Saved entries
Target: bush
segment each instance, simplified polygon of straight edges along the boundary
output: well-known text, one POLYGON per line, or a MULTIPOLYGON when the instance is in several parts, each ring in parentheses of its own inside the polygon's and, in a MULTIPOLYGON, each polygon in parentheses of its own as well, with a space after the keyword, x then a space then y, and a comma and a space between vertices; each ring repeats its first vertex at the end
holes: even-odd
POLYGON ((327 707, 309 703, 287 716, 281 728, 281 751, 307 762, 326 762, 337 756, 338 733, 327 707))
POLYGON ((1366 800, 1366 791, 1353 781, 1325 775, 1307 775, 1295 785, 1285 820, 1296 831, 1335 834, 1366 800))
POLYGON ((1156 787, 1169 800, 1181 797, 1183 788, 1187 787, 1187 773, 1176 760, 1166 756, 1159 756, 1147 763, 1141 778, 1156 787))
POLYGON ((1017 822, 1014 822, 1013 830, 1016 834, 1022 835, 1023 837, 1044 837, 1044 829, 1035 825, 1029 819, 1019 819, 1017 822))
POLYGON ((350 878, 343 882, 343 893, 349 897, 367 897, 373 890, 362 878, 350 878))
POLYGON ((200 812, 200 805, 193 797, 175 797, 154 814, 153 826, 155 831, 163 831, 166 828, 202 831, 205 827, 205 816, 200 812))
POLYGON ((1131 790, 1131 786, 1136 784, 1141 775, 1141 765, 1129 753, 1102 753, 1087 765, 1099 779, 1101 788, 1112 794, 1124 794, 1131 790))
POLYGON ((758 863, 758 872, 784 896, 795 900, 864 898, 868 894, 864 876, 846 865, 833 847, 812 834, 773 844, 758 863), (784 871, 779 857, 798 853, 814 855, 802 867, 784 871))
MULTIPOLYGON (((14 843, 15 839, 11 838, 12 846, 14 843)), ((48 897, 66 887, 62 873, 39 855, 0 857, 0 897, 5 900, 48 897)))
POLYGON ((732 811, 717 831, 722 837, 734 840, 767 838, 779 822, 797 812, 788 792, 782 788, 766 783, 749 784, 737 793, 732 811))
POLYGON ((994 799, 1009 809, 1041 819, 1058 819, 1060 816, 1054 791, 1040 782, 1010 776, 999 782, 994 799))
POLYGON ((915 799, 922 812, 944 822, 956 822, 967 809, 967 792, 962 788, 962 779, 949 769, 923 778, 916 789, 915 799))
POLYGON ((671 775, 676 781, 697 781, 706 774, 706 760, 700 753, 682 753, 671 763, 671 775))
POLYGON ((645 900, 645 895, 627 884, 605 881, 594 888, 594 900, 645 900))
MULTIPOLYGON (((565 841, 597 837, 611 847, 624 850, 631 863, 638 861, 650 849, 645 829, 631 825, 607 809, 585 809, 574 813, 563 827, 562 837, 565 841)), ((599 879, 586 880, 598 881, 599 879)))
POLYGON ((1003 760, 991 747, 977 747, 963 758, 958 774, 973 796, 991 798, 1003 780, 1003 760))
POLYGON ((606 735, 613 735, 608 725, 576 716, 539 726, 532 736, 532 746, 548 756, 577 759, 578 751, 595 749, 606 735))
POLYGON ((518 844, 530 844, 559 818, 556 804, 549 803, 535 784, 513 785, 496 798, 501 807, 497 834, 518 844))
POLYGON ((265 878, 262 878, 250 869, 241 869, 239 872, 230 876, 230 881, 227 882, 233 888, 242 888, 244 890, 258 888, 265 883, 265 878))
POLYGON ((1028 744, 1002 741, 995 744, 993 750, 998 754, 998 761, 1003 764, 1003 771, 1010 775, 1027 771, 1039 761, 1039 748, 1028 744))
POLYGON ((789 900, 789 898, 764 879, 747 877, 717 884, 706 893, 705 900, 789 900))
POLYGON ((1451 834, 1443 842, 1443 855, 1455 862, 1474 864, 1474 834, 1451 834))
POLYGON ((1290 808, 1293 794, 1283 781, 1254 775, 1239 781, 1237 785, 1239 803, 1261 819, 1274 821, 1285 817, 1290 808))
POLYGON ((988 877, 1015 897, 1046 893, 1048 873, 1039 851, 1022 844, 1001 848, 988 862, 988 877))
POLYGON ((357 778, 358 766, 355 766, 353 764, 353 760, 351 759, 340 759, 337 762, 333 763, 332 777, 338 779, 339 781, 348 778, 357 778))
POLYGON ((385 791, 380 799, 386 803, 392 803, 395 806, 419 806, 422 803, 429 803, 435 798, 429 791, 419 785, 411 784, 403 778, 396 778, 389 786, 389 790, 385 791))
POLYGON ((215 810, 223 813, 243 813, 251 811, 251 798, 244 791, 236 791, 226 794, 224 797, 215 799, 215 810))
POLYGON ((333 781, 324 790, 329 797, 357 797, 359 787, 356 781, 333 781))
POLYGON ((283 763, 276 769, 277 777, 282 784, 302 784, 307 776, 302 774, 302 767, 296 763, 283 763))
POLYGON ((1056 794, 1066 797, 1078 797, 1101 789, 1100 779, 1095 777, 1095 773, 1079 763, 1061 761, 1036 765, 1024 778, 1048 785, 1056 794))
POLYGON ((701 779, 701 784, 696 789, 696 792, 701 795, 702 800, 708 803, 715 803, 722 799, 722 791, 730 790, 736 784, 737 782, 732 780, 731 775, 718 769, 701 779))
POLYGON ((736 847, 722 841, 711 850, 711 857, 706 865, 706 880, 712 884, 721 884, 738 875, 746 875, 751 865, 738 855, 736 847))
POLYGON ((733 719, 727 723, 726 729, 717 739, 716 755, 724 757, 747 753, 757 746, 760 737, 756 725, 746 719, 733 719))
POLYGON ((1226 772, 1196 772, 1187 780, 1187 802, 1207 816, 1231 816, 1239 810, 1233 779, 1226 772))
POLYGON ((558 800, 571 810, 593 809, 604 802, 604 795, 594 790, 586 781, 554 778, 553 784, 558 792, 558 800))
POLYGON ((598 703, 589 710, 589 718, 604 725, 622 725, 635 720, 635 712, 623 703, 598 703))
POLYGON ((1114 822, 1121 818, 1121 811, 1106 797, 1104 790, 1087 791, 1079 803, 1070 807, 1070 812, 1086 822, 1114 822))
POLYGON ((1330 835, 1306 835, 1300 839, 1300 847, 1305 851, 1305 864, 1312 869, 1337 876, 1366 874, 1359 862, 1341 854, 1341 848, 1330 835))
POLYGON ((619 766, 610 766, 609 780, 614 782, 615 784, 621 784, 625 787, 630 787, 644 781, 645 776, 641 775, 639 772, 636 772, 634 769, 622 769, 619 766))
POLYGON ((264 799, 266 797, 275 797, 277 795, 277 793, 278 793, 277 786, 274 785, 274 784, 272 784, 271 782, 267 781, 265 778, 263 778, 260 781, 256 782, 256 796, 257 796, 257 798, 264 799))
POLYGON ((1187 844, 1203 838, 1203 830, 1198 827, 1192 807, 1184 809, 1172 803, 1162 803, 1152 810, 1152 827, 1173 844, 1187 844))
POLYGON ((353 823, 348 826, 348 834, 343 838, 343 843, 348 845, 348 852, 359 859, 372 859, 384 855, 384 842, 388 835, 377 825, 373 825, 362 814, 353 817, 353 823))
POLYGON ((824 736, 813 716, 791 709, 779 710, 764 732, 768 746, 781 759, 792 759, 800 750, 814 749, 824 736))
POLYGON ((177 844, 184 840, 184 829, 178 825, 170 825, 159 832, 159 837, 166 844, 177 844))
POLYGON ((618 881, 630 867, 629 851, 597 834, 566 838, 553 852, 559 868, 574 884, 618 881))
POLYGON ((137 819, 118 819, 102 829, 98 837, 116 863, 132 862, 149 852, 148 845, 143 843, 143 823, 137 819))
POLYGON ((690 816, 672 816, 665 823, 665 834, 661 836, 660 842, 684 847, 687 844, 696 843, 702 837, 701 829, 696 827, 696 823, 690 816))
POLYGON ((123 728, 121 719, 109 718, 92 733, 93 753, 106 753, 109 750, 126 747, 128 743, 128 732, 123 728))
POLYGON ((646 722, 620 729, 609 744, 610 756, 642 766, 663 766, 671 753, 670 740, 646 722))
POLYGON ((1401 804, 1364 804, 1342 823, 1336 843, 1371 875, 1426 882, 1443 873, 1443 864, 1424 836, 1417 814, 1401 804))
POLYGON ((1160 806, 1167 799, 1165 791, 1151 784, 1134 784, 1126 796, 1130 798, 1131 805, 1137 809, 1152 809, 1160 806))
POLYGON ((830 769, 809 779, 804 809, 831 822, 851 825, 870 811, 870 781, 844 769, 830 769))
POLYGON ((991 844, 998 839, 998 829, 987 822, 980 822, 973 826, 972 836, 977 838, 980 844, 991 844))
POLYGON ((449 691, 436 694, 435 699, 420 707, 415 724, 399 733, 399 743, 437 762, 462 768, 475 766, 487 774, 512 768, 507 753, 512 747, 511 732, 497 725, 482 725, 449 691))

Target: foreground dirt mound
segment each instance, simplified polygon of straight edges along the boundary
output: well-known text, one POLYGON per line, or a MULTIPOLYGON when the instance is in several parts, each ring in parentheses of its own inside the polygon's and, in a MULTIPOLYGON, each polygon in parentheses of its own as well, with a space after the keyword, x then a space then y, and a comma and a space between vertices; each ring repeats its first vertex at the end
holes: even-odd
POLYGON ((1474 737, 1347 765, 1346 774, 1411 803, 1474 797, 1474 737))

Activity → Transcribe only the trailing portion of the entries above: the line that contains "Target: foreground dirt mound" and each line after it.

Output for this exercise →
Target: foreground dirt mound
segment each instance, simplified polygon of straight edges along the boundary
output: well-known text, one POLYGON per line, or a MULTIPOLYGON when the instance is in several parts, each ring in parentheses of its own inside the polygon's and, in a MULTIPOLYGON, each polygon in parentheses of its own as well, with a space after the keyword, x then a space then y, and a comma and a space between vertices; each ring repeats its first vertex at the end
holes: even-odd
POLYGON ((1474 737, 1347 765, 1346 774, 1411 803, 1474 797, 1474 737))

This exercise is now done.